**What needs to be done**
Lay out the lines below as a Markdown table with two columns, Row and Line. Number each line in order, and leave out any blank lines.

**Data supplied**
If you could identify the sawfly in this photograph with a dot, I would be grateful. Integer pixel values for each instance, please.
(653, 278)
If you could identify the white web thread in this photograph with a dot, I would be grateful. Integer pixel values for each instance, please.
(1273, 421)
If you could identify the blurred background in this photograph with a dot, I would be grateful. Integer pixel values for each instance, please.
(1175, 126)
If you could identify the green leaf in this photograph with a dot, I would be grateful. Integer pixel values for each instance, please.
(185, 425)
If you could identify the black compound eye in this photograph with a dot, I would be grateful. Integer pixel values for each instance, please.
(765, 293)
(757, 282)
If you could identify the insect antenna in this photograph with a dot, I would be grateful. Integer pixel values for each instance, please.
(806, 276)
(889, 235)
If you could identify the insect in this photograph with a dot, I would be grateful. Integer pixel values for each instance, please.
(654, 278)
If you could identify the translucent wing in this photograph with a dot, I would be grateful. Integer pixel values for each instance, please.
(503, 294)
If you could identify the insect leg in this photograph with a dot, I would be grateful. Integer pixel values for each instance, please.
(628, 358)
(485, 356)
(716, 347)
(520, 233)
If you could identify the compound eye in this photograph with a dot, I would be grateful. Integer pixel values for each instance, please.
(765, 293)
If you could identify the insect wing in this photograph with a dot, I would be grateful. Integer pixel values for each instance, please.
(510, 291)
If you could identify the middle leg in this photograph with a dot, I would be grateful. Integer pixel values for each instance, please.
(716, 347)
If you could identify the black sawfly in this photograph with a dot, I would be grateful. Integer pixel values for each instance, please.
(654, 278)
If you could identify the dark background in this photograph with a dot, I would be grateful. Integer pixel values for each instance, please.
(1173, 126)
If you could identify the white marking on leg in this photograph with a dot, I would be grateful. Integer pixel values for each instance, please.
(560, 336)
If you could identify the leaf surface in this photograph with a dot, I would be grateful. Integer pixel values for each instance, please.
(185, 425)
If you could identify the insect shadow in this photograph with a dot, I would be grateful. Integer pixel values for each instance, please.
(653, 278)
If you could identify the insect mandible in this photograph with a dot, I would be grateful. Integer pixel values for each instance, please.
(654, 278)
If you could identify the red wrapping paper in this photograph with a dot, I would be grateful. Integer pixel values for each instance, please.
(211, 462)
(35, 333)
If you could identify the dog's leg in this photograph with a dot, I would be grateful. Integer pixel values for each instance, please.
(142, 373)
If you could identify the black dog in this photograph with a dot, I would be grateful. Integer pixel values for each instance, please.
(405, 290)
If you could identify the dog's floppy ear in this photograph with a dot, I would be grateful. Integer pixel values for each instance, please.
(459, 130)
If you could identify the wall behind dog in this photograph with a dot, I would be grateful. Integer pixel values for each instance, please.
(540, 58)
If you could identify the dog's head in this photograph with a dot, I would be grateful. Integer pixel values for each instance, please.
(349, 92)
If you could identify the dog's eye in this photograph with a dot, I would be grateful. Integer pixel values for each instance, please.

**Finished exercise**
| Row | Line |
|---|---|
| 1 | If you could identify the sawfly in this photograph with a dot, I would be grateful. Integer pixel values for each instance, please. |
| 2 | (653, 278) |
| 3 | If you could identify the white web thread in this photograph with a dot, I would be grateful. Integer pixel values for each instance, please. |
| 4 | (1273, 421) |
| 5 | If you could identify the blurred background in this photograph with a dot, I would be grateful. Integer pixel values for each instance, please. |
| 6 | (1175, 126) |
| 7 | If you could identify the green leaf in this photograph with a dot, I would be grateful. Integer pixel values for each instance, please. |
| 8 | (185, 425) |
| 9 | If you could identify the black compound eye in this photograph with a dot, I would be grateful. Integer pixel values for each instance, please. |
| 10 | (765, 293) |
| 11 | (757, 282) |
| 12 | If you could identify the insect antenna in this photograph with a dot, I would be grateful. Integer pixel values for each instance, please. |
| 13 | (806, 276) |
| 14 | (889, 235) |
| 15 | If you could identify the insect in this photograph with a dot, I would be grateful. Integer pixel values for each instance, please. |
| 16 | (654, 278) |
| 17 | If you could identify the translucent wing in this photograph with a dot, I would be grateful. Integer pixel values for each instance, please. |
| 18 | (503, 294) |
| 19 | If you could identify the insect leg in this photograph with a dot, I would be grateful. Integer pixel values for each instance, please. |
| 20 | (628, 358) |
| 21 | (485, 356) |
| 22 | (716, 347) |
| 23 | (520, 233) |
| 24 | If you could identify the compound eye in this photograph with a dot, I would be grateful. Integer pixel values for each instance, please. |
| 25 | (765, 293) |
| 26 | If you could identify the insect wing in this photograph with a dot, I would be grateful. Integer pixel values for each instance, please. |
| 27 | (510, 291) |
| 28 | If you could identify the middle leg in this photograph with a dot, I would be grateful. Integer pixel values for each instance, please. |
| 29 | (716, 347) |
| 30 | If you could identify the black sawfly in this photograph with a dot, I would be grateful. Integer pixel values for each instance, please. |
| 31 | (654, 278) |
| 32 | If you could identify the dark background in this photograph with a dot, I would be grateful. Integer pixel values for each instance, please. |
| 33 | (1173, 126) |
| 34 | If you could identify the white marking on leg in this photograph with a dot, I would be grateful. Integer pixel values for each instance, please. |
| 35 | (560, 336) |
| 36 | If you could identify the leaf surface in this photograph with a dot, I would be grateful. Integer pixel values for each instance, please. |
| 37 | (185, 425) |
| 38 | If you could identify the insect shadow in this photograph with a dot, I would be grateful. Integer pixel values for each instance, please. |
| 39 | (653, 278) |
| 40 | If you could identify the insect mandible in this photograph with a dot, I would be grateful. Integer pixel values for each instance, please. |
| 41 | (654, 278) |
| 42 | If you could identify the red wrapping paper in this photograph with a dot, I would be grateful. Integer pixel values for each instance, please. |
| 43 | (211, 462) |
| 44 | (35, 333) |
| 45 | If you could identify the dog's leg in this photograph with a dot, I would be grateful. Integer pixel values for each instance, please. |
| 46 | (142, 373) |
| 47 | If you could identify the black dog in this photograph with a dot, I would be grateful. Integer pixel values for each instance, please. |
| 48 | (405, 290) |
| 49 | If you could identify the dog's floppy ear in this photograph with a dot, I would be grateful. Integer pixel values for each instance, please. |
| 50 | (459, 130) |
| 51 | If you could identify the wall behind dog in this photograph with a dot, I would be grateful. Integer pixel values for each instance, please. |
| 52 | (540, 58) |
| 53 | If you could identify the dog's head in this photograph with a dot, I would be grateful. Integer pixel values for each instance, please. |
| 54 | (349, 92) |
| 55 | If you could identify the dog's eye in this photograph with a dot, I would be grateful. Integer pixel values for each instance, please. |